**Task statement**
Locate each line in the listing below that contains the word "roof" and copy those lines out in full.

[Box-labeled dataset extracts]
—————
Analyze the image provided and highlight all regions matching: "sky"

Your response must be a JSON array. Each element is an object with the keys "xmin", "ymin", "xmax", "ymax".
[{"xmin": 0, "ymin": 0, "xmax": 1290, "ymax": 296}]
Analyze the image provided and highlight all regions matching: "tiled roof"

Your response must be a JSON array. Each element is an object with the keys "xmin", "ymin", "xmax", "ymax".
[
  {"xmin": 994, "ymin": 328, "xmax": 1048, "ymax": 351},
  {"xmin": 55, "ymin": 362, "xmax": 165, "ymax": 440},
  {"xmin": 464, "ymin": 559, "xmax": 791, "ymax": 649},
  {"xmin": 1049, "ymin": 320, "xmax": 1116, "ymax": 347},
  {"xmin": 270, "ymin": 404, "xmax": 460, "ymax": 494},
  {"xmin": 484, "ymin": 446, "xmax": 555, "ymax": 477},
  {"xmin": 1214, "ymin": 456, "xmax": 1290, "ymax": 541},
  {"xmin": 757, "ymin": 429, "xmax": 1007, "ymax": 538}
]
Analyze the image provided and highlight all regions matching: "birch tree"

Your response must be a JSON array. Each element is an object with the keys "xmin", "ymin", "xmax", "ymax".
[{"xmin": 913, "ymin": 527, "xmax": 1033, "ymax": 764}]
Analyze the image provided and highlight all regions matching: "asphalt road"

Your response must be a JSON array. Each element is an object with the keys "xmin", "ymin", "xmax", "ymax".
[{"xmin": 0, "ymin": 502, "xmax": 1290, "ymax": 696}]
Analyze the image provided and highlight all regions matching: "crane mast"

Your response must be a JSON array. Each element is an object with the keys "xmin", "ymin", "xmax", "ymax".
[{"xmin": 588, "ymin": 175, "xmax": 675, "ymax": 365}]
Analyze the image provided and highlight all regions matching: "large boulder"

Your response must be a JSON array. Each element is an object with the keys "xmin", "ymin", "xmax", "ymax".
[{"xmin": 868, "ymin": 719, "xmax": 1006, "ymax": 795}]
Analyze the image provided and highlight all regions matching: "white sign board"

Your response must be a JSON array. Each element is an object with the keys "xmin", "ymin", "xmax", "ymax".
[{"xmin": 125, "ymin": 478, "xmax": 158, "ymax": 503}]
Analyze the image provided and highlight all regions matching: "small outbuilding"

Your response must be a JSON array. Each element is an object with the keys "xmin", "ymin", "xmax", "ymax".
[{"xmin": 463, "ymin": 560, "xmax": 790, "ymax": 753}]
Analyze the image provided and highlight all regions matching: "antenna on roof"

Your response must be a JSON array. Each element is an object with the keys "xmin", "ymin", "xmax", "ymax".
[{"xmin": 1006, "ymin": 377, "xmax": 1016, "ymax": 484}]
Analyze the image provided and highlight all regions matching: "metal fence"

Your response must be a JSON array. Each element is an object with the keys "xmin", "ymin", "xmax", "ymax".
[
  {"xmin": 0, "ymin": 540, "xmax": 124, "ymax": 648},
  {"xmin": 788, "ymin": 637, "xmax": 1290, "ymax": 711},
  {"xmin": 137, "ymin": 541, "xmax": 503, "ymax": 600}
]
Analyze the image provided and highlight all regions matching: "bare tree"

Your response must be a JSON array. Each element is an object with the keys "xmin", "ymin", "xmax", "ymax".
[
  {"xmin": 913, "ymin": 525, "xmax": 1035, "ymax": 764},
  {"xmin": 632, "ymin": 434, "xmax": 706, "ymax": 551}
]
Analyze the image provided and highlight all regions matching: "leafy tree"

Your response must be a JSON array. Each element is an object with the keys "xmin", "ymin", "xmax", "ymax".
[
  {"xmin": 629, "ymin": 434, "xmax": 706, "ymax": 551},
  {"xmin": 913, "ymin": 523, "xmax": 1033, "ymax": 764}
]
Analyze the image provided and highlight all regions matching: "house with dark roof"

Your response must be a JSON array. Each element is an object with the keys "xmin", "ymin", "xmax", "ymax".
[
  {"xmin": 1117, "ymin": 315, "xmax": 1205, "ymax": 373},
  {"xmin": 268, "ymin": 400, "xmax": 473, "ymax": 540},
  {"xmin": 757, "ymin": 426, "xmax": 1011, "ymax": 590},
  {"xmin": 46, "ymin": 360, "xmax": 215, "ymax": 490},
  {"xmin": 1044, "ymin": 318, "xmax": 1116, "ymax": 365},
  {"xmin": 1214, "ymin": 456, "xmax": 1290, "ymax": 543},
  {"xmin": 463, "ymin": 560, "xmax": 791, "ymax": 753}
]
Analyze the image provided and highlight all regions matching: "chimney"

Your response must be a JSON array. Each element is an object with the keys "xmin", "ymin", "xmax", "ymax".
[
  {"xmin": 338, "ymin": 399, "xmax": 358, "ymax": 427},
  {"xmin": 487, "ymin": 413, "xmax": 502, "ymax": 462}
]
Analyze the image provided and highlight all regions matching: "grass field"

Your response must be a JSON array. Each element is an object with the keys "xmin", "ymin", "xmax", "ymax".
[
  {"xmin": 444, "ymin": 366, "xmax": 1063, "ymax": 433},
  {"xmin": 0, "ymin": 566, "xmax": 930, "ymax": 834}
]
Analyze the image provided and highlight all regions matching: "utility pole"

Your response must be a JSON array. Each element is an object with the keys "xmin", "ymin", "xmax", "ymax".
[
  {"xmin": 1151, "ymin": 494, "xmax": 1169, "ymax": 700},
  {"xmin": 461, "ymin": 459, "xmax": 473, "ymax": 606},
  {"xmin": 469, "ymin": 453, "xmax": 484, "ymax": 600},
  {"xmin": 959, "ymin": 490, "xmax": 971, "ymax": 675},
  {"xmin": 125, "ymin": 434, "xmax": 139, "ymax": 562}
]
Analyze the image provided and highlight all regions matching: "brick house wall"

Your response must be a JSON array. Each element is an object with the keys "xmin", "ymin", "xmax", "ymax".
—————
**Exercise solution**
Analyze the image provided and highlight all regions matching: "tiled roof"
Analyze the image provided and highlight all regions matching: "antenna on roof"
Analyze the image provided and highlight all regions matching: "house with dark roof"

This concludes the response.